* TASK GOAL: State how many lines of the material below contain the string "black", with case counting. Reply with the number alone.

═══ STORED RECORDS

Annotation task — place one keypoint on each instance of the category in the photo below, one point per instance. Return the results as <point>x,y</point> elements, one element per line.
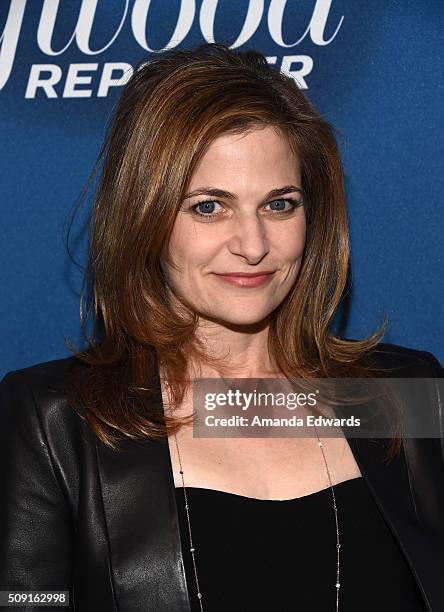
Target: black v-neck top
<point>270,555</point>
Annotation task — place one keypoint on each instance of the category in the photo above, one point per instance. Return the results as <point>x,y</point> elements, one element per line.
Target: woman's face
<point>242,214</point>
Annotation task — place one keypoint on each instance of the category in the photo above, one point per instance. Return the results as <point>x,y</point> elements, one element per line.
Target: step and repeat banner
<point>371,67</point>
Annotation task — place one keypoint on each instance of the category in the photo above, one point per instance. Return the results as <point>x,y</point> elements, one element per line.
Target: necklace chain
<point>193,549</point>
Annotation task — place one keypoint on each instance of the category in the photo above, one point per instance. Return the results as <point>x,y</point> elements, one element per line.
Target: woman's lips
<point>246,280</point>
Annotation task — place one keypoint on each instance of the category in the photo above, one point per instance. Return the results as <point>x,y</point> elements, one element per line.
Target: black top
<point>272,555</point>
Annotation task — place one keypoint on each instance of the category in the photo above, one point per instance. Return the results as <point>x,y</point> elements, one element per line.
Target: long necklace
<point>193,549</point>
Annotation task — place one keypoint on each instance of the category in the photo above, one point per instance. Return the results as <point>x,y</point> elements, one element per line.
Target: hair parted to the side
<point>169,112</point>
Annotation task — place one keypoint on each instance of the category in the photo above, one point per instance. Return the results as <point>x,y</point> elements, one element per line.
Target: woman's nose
<point>249,238</point>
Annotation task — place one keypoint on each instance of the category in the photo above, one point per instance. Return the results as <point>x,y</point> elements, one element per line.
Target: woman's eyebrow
<point>220,193</point>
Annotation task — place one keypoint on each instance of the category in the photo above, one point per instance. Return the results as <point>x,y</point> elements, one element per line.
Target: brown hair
<point>171,109</point>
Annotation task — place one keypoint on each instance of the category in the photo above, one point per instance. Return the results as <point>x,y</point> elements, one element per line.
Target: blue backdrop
<point>371,68</point>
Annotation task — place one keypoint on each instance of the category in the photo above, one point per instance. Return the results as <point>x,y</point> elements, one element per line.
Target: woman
<point>218,247</point>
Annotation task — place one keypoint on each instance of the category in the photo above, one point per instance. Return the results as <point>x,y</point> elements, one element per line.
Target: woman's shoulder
<point>405,362</point>
<point>36,395</point>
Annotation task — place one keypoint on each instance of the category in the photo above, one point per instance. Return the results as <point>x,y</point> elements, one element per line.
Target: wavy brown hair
<point>169,112</point>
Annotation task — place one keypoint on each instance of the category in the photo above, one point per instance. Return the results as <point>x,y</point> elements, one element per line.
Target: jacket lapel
<point>142,523</point>
<point>392,485</point>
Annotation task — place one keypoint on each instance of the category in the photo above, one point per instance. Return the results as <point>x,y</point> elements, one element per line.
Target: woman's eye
<point>205,209</point>
<point>283,205</point>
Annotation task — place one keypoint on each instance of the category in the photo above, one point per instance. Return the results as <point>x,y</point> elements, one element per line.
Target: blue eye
<point>281,205</point>
<point>206,208</point>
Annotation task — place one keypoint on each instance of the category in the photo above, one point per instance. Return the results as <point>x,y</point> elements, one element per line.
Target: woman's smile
<point>245,280</point>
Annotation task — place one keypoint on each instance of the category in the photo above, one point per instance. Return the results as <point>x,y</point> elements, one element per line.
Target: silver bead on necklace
<point>193,550</point>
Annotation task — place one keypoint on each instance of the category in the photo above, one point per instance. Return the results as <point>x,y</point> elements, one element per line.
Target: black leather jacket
<point>74,515</point>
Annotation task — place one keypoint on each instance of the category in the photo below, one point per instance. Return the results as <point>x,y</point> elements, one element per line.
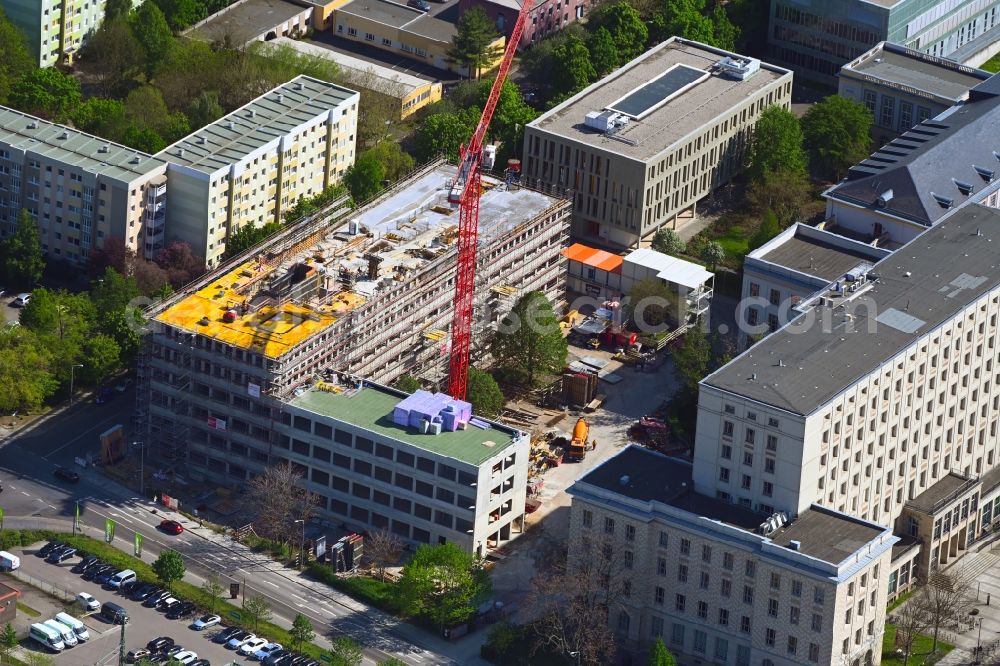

══════

* RESPONSE: 3